Requirement:
Using the abstract on mesenchymal stem cells below, answer these questions.
(a) Which two inhibitors had no effect on the secretion of TGFβig-h3?
(b) How many proteins did the proteomic studies identify as showing increased secretion in response to IGF-II?
(c) What did transmission electron microscopy show?

Selected excerpt:
↓
PloS one

Mesenchymal Stem Cells Exhibit Regulated Exocytosis in Response to Chemerin and IGF.

PMID 26513261


Mesenchymal stem cells (MSCs) play important roles in tissue repair and cancer progression. Our recent work suggests that some mesenchymal cells, notably myofibroblasts exhibit regulated exocytosis resembling that seen in neuroendocrine cells. We now report that MSCs also exhibit regulated exocytosis. Both a G-protein coupled receptor agonist, chemerin, and a receptor tyrosine kinase stimulant, IGF-II, evoked rapid increases in secretion of a marker protein, TGFβig-h3. The calcium ionophore, ionomycin, also rapidly increased secretion of TGFβig-h3 while inhibitors of translation (cycloheximide) or secretory protein transport (brefeldin A) had no effect, indicating secretion from preformed secretory vesicles. Inhibitors of the chemerin and IGF receptors specifically reduced the secretory response. Confocal microscopy of MSCs loaded with Fluo-4 revealed chemerin and IGF-II triggered intracellular Ca2+ oscillations requiring extracellular calcium. Immunocytochemistry showed co-localisation of TGFβig-h3 and MMP-2 to secretory vesicles, and transmission electron-microscopy showed dense-core secretory vesicles in proximity to the Golgi apparatus. Proteomic studies on the MSC secretome identified 64 proteins including TGFβig-h3 and MMP-2 that exhibited increased secretion in response to IGF-II treatment for 30min and western blot of selected proteins confirmed these data. Gene ontology analysis of proteins exhibiting regulated secretion indicated functions primarily associated with cell adhesion and in bioassays chemerin increased adhesion of MSCs and adhesion, proliferation and migration of myofibroblasts. Thus, MSCs exhibit regulated exocytosis that is compatible with an early role in tissue remodelling.
↑
Raw data:
↓
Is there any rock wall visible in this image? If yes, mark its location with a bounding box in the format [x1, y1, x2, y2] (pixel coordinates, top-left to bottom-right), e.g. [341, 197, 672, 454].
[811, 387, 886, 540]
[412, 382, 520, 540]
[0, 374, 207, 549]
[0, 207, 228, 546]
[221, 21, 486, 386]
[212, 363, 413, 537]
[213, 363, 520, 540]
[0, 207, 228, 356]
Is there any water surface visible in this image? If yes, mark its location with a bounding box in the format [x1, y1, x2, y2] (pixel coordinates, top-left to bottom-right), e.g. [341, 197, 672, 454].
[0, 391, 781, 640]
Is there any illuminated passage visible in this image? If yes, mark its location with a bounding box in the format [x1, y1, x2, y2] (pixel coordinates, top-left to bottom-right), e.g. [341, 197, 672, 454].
↑
Answer space:
(a) Cycloheximide and brefeldin A.
(b) 64 proteins.
(c) Dense-core secretory vesicles close to the Golgi apparatus.